● Lignes de données:
----
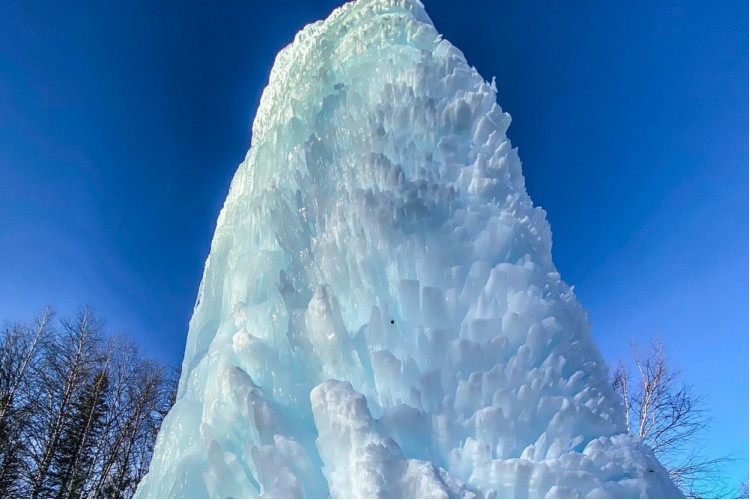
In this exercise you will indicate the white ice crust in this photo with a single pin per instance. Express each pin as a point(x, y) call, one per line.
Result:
point(380, 315)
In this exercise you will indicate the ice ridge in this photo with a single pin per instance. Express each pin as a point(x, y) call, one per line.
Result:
point(379, 315)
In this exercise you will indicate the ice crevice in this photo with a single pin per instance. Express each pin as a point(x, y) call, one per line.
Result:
point(380, 315)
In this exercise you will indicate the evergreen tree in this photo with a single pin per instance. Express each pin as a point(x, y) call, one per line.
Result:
point(79, 438)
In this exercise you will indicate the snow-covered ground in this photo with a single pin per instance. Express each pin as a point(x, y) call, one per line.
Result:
point(380, 315)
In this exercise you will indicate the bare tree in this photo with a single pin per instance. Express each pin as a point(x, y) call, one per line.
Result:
point(69, 363)
point(20, 347)
point(671, 418)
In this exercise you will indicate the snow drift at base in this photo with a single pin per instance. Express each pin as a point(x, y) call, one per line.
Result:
point(379, 315)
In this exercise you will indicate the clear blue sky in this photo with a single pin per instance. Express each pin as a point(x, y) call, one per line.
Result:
point(121, 125)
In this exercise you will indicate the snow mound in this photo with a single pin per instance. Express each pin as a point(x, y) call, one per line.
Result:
point(380, 315)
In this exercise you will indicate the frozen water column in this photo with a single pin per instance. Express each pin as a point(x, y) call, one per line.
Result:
point(379, 315)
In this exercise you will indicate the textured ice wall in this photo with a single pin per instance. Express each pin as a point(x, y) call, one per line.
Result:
point(379, 314)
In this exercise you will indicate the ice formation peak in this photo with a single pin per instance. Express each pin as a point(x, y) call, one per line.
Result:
point(379, 315)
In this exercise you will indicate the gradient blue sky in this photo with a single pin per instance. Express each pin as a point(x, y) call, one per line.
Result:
point(121, 125)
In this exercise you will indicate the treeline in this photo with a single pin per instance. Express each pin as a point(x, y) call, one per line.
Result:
point(79, 409)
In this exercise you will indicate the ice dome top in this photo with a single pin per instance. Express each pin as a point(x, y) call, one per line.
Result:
point(380, 315)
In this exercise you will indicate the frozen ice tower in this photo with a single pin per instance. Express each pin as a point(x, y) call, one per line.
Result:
point(380, 315)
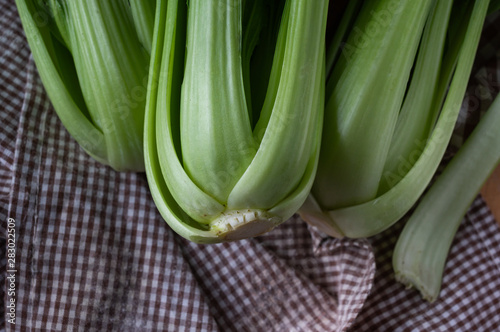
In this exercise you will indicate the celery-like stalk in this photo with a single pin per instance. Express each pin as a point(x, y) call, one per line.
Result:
point(370, 81)
point(353, 216)
point(422, 248)
point(94, 69)
point(214, 175)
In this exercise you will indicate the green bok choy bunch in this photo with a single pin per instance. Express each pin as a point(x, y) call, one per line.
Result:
point(393, 97)
point(93, 60)
point(419, 263)
point(234, 114)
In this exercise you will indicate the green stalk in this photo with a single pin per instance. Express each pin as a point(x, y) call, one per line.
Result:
point(212, 178)
point(374, 216)
point(422, 248)
point(417, 116)
point(370, 81)
point(94, 70)
point(143, 13)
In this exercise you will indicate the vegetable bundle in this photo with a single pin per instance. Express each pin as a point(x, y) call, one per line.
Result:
point(219, 161)
point(93, 62)
point(243, 113)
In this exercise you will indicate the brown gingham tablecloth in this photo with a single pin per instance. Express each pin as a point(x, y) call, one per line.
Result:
point(93, 254)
----
● Travail demandé: Substituez « Answer » à « Result » dans tous les enregistrements ci-dessus, sans rien modifier d'autre, et recopiez-les sans les images.

● Résultat de l'exercice:
In this exercise you will indicate the white ice crust in this photo with a single pin per instance. Express each pin as a point(x, y) call, one per line.
Answer:
point(380, 315)
In this exercise you will indicate the ice ridge in this photo with a single pin per instance. Express each pin as a point(x, y) call, one per line.
Answer:
point(379, 315)
In this exercise you will indicate the ice crevice in this photo with a single pin per instance. Express each pin as a point(x, y) call, one per line.
Answer:
point(380, 315)
In this exercise you will indicate the evergreen tree in this photo with a single pin per instance. Express each pin as a point(x, y) call, one per line.
Answer:
point(79, 438)
In this exercise you will indicate the snow-covered ground in this photo with a single pin per instance. Express each pin as a point(x, y) call, one per line.
Answer:
point(380, 315)
In this exercise you will indicate the bare tree in this photo with a single pin per instance. Express each pin as a point(x, y) call, one per line.
Answer:
point(69, 363)
point(20, 347)
point(671, 418)
In this exercise you will indicate the snow drift at base in this photo with a single pin per instance. Express each pin as a point(x, y) call, one per line.
Answer:
point(379, 315)
In this exercise you will indicate the clear blue sky in this photo with a single pin per instance. Express each pin as a point(x, y) call, one per line.
Answer:
point(121, 125)
In this exercise you will indicate the snow mound in this photo with a single pin per instance. Express each pin as a point(x, y) call, one per line.
Answer:
point(380, 315)
In this exercise you will indicate the frozen water column in this photo with a single pin per instance. Express each pin as a point(x, y) call, one per line.
Answer:
point(379, 315)
In this exercise you will indicate the textured ice wall in this photo with a single pin per instance. Express each pin as a point(x, y) call, one per line.
Answer:
point(379, 314)
In this exercise you will indicate the ice formation peak in this photo with a single pin per instance. Express each pin as a point(x, y) call, one per line.
Answer:
point(379, 315)
In this exercise you will indicate the gradient blue sky in this photo with a single pin per instance. Express each pin as a point(x, y) call, one per line.
Answer:
point(121, 125)
In this exercise you will indicate the treeline in this photo with a single pin per instance. Express each pin as a point(x, y) call, one per line.
Answer:
point(79, 409)
In this exercise you will indicate the ice dome top in this photo with a single pin per instance. Express each pin as a point(x, y) call, one per line.
Answer:
point(380, 315)
In this exercise you will indicate the frozen ice tower in this photo with a single pin per instance. Express each pin as a point(x, y) call, one per line.
Answer:
point(380, 315)
In this exercise you will indicate the celery-like stalk in this photo with a single pin per instance. Express each pin as a point(x, y) call, one per line.
Answer:
point(370, 81)
point(353, 216)
point(422, 248)
point(94, 69)
point(214, 175)
In this exercise you will indicate the green bok choy bunch in this photo with a single pin per instance. Express each pin as a point(x, y) call, one per line.
Answer:
point(393, 97)
point(93, 60)
point(419, 263)
point(234, 114)
In this exercise you will indicate the green stalk in this photo with a single pin per instance. Express each pin as a point(x, y) call, one per line.
Answer:
point(212, 178)
point(374, 216)
point(422, 248)
point(417, 116)
point(370, 81)
point(94, 70)
point(143, 13)
In this exercise you will indicate the vegetable bundle in this photo with a single pin per instance. Express each pin as a point(x, y) call, one per line.
Answer:
point(219, 161)
point(93, 62)
point(243, 113)
In this exercise you will indicate the brown gingham tablecloth in this photo with a single pin per instance. Express each pin as a point(x, y) call, one per line.
Answer:
point(93, 254)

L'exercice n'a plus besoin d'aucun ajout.